• **Сохранённые данные**

>>>>>

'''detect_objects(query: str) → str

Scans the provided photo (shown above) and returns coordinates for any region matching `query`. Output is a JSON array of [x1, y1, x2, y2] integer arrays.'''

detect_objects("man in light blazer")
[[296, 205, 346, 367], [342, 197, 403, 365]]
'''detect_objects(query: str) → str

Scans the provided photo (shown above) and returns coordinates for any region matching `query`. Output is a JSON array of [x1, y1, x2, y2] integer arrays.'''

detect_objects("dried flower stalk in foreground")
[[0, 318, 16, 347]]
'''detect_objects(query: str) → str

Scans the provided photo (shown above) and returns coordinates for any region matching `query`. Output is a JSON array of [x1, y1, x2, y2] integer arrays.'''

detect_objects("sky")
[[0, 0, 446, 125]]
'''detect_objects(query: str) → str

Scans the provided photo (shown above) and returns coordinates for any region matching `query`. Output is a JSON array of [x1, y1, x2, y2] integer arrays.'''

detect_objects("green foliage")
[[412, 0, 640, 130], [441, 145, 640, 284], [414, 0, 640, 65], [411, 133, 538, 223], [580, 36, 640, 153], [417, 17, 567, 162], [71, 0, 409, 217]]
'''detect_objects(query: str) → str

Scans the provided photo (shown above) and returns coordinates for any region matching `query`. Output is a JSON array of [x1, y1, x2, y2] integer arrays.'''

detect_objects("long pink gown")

<<<<<

• **Ваша задача**
Перепишите все пункты выше, заменив «integer arrays» на «numeric arrays» и не меняя больше ничего.

• **Результат задания**
'''detect_objects(query: str) → str

Scans the provided photo (shown above) and returns coordinates for any region matching `query`. Output is a JSON array of [x1, y1, x2, y2] numeric arrays.'''

detect_objects("man in light blazer")
[[296, 205, 346, 367], [342, 197, 403, 365]]
'''detect_objects(query: str) → str

Scans the provided photo (shown above) and returns coordinates for any region matching `query`. Output is a JSON array of [x1, y1, x2, y2] numeric arrays.'''

detect_objects("dried flower stalk in foreground")
[[0, 318, 16, 347]]
'''detect_objects(query: str) → str

Scans the provided photo (shown above) and returns coordinates for any region matching `query`. Output is a JSON array of [x1, y1, x2, y2] numeric arrays.'''

detect_objects("sky")
[[0, 0, 446, 125]]
'''detect_objects(query: str) → str

Scans the provided photo (shown above) and returns coordinates for any region matching `query`. Output is a JSON array of [x1, y1, x2, y2] numeric arrays.'''

detect_objects("green foliage")
[[412, 0, 640, 130], [441, 145, 640, 284], [414, 0, 640, 65], [411, 133, 538, 223], [580, 36, 640, 153], [417, 17, 567, 162], [71, 0, 409, 217]]
'''detect_objects(query: str) → str

Scans the provided photo (shown above) and returns coordinates for any region matching `query`. Output is a JSON array of [x1, y1, x2, y2] numeric arrays.'''

detect_objects("long pink gown")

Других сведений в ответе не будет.